━━ PROVIDED MATERIAL ━━

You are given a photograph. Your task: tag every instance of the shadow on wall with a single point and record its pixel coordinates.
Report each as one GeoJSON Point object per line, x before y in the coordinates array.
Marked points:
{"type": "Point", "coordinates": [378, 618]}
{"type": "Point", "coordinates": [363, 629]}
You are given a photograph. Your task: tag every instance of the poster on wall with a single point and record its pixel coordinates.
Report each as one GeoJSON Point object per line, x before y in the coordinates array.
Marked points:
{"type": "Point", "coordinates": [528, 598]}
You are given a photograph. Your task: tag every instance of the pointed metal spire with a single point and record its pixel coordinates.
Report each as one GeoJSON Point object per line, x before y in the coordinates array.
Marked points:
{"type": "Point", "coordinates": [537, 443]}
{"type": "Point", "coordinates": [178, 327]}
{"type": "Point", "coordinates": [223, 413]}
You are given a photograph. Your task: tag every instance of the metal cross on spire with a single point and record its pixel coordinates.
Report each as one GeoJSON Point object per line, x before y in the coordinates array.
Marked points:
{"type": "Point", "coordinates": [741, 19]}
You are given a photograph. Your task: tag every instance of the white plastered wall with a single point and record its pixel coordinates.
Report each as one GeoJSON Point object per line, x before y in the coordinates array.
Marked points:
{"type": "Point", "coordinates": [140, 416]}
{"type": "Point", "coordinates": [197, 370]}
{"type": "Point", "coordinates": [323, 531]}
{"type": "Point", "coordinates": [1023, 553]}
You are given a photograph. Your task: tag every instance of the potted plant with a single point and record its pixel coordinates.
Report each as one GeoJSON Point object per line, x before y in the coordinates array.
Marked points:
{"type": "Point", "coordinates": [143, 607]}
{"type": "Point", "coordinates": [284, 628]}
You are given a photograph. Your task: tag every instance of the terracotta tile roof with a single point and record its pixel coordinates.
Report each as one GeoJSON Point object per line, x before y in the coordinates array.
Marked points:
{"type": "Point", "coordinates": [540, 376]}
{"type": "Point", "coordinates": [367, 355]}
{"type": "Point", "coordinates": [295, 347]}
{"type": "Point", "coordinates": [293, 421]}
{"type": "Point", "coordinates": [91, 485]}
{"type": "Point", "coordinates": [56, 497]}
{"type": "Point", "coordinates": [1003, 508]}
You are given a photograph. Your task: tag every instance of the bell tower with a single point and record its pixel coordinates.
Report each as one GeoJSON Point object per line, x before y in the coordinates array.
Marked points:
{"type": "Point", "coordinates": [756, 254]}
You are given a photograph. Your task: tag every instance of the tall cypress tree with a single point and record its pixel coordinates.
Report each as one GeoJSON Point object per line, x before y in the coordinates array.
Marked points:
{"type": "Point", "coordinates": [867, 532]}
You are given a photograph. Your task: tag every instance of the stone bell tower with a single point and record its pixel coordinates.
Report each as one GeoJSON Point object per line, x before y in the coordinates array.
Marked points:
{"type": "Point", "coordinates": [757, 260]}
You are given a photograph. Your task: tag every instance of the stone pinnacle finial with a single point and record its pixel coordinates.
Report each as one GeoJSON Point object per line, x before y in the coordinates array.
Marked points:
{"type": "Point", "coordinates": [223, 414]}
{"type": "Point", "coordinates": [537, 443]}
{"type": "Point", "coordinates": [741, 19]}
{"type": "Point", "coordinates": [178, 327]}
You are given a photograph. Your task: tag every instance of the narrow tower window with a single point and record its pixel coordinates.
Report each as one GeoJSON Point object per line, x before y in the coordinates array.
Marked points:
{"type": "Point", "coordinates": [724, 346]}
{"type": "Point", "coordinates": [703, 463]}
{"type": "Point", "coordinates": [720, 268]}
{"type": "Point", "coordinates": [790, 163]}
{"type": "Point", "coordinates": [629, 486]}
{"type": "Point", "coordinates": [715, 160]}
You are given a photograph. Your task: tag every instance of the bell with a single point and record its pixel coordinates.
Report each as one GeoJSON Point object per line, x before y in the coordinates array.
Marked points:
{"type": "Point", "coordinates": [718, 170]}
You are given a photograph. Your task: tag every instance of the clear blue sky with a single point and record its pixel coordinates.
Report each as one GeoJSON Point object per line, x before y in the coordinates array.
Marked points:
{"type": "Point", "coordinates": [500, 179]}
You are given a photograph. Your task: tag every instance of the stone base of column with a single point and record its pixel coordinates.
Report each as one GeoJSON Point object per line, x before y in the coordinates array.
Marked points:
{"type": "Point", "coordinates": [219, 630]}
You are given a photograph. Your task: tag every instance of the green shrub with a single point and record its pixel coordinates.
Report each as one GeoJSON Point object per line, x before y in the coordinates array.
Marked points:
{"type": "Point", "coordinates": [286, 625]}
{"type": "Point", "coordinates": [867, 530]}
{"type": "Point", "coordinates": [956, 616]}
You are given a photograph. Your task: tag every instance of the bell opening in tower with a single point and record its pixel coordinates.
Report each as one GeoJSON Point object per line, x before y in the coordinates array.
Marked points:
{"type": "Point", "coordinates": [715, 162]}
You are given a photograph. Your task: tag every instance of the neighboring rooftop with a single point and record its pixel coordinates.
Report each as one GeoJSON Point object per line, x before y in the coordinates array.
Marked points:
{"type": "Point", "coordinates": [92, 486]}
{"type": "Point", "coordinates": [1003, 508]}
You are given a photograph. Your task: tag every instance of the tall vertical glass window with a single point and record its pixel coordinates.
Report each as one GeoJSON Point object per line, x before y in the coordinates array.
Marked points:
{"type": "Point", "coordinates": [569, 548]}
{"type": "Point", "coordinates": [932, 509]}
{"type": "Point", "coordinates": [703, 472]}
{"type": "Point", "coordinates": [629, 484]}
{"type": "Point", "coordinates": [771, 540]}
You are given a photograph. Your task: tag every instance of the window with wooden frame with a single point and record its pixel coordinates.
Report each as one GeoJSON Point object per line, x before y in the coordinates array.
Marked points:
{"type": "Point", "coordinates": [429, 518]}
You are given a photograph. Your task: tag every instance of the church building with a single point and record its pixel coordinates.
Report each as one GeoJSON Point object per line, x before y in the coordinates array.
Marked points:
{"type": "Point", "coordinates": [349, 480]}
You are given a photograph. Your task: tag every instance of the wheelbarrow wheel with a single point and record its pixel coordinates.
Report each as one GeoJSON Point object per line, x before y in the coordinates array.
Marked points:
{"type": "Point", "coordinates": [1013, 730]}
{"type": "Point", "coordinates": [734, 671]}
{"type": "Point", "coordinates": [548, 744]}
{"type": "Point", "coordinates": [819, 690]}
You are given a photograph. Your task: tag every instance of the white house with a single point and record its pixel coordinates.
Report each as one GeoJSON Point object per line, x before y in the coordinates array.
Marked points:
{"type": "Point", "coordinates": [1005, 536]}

━━━
━━ PROVIDED MATERIAL ━━

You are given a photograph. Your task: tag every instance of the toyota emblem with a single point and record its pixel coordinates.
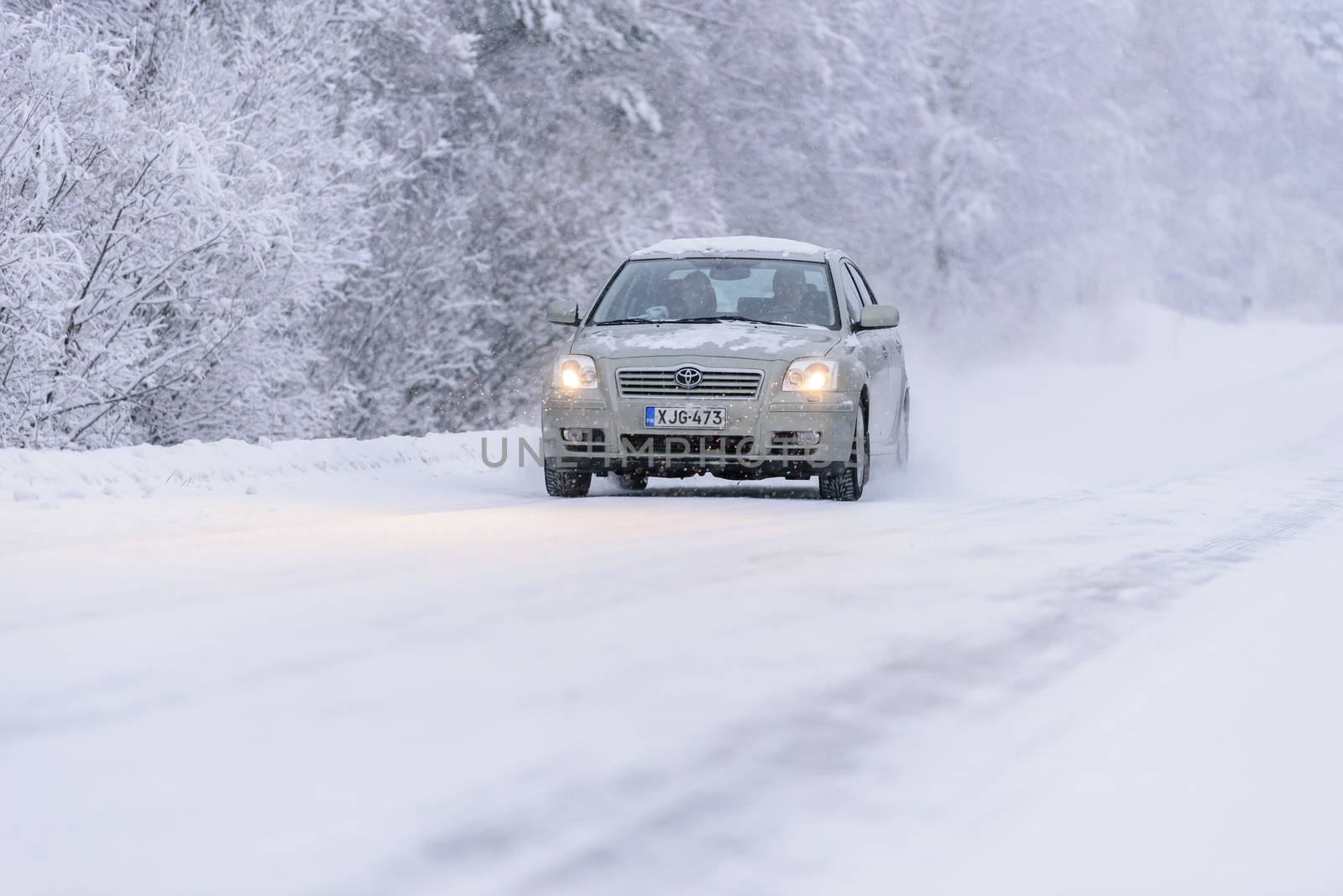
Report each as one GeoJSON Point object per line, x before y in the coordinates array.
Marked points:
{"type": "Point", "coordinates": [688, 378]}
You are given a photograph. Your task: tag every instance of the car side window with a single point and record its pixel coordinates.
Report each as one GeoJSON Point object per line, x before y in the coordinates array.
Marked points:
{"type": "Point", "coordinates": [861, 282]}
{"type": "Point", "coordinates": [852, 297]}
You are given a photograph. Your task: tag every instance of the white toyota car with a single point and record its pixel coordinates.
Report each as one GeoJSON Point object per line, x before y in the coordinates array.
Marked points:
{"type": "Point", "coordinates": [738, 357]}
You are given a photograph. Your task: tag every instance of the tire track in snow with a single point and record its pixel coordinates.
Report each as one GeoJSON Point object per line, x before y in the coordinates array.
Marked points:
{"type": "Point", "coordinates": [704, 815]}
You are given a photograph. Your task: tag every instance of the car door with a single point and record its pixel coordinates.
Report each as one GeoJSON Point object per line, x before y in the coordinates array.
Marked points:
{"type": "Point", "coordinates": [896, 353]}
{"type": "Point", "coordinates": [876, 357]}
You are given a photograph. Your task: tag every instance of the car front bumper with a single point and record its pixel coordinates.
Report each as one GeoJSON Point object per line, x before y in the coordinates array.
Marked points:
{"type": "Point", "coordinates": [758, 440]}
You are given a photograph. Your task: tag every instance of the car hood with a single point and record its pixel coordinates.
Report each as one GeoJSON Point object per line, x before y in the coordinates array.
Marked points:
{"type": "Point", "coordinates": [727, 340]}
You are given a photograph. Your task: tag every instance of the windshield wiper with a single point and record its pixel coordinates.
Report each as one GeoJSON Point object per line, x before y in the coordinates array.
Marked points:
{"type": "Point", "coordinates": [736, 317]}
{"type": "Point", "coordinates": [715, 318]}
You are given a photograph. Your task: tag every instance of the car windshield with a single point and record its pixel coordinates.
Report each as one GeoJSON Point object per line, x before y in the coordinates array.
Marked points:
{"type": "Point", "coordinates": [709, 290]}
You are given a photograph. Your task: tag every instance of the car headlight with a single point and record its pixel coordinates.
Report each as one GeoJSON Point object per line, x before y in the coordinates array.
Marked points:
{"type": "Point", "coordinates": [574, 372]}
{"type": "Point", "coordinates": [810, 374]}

━━━
━━ PROVIDED MATERIAL ━━

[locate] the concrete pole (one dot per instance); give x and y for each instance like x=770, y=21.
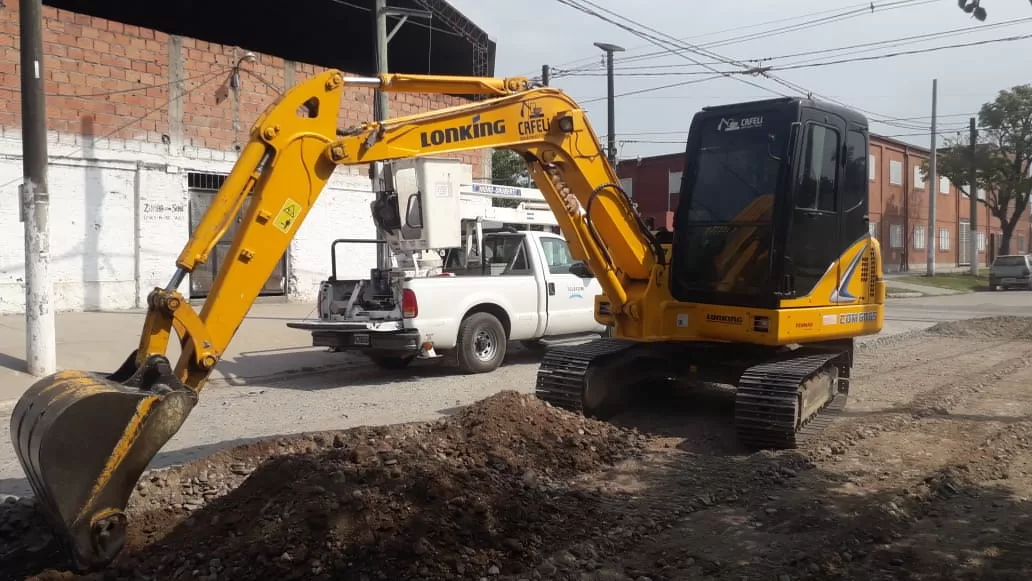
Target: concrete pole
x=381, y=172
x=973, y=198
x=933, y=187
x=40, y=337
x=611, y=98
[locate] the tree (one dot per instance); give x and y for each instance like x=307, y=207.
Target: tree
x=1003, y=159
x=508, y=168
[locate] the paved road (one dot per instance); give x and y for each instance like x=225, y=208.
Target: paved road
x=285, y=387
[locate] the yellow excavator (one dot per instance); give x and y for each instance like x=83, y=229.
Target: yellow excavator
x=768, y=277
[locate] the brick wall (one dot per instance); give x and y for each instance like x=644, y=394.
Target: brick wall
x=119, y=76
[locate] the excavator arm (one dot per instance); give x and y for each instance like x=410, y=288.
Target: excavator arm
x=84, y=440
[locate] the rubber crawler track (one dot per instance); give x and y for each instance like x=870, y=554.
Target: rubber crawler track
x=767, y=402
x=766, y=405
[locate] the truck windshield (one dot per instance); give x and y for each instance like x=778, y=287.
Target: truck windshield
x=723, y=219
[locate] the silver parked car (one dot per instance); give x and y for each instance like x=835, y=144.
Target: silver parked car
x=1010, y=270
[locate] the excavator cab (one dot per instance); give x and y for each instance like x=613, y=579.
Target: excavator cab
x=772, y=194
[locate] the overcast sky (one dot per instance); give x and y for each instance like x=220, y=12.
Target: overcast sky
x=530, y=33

━━━

### STATED PROBLEM
Please copy out the stretch of the records from the line that contains "[locate] the silver" through the line that contains "x=772, y=194", character for character.

### THE COMPLETED TASK
[locate] the silver parked car (one dot per instance); give x and y for each instance like x=835, y=144.
Target: silver parked car
x=1010, y=270
[locate] the excavator cab (one dot per instance); give x and y for each instance like x=613, y=579.
Target: excavator cab
x=772, y=194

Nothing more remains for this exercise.